*TASK BRIEF*. Please filter the lines below and copy out every one that contains the string "window". Matching is case-sensitive.

---------- SOURCE RECORDS

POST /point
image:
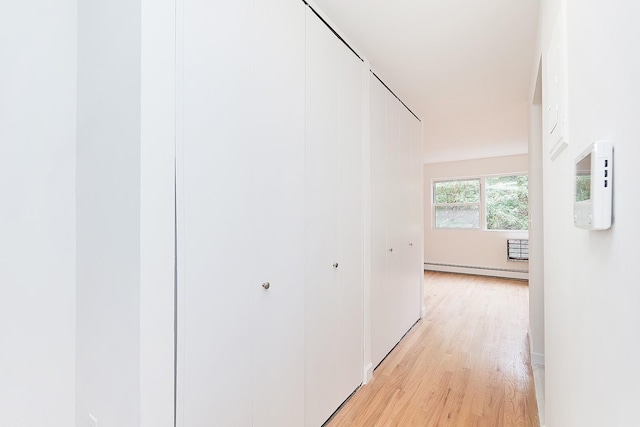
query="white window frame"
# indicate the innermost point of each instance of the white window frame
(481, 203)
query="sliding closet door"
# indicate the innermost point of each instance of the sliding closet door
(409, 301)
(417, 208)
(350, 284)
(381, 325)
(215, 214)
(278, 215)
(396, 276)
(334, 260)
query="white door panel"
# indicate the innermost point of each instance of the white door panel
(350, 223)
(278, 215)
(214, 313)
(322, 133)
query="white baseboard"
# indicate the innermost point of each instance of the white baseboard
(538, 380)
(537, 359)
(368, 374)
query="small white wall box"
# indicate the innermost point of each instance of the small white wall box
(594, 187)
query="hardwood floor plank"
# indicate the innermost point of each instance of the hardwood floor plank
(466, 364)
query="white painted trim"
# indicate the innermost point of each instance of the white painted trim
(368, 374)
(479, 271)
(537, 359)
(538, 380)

--------------------
---------- SOURCE RECORDS

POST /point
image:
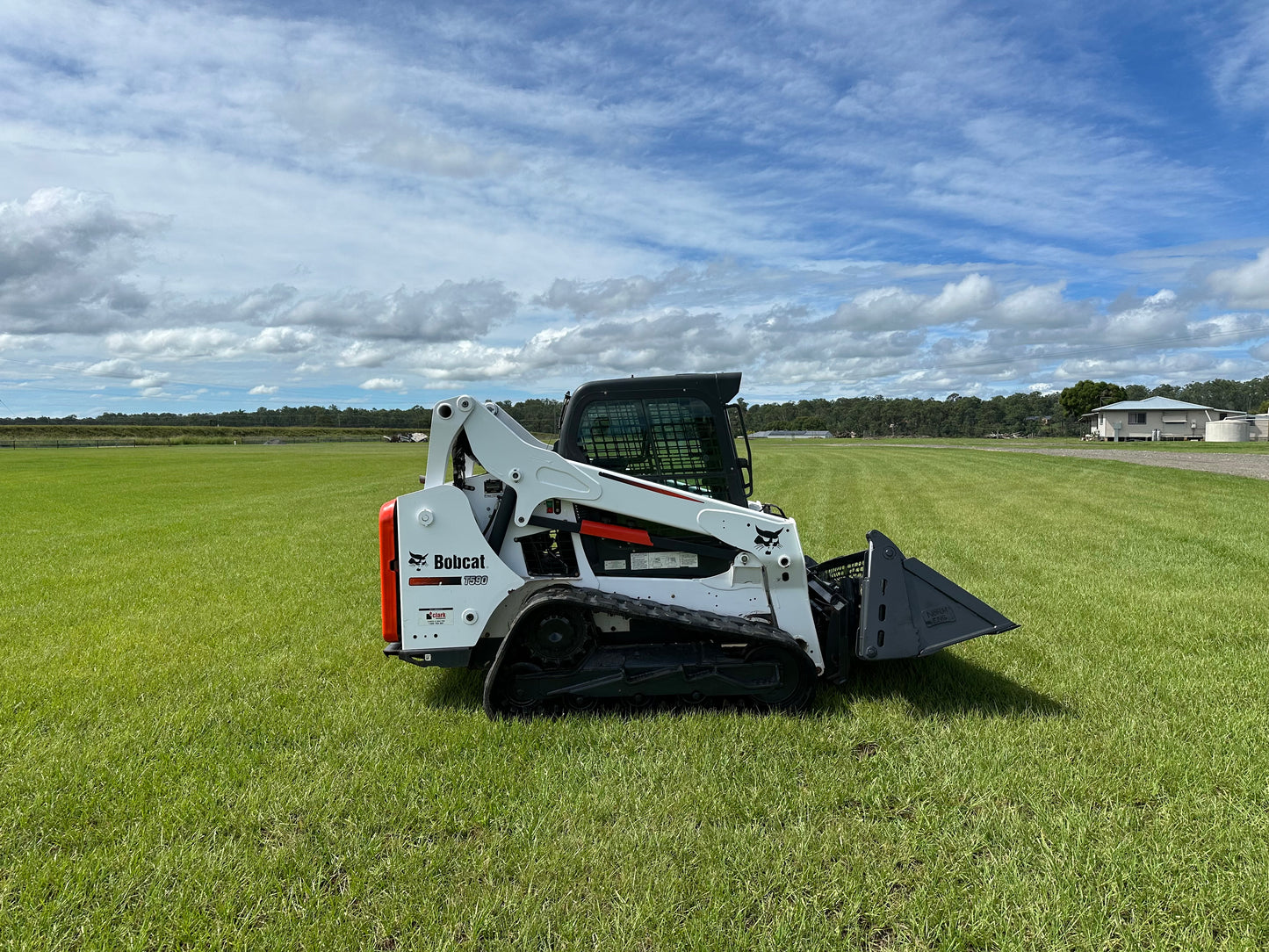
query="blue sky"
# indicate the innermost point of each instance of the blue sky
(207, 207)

--------------------

*TASK RESULT*.
query="white window frame"
# indicate the innermost point of each instance of the white window frame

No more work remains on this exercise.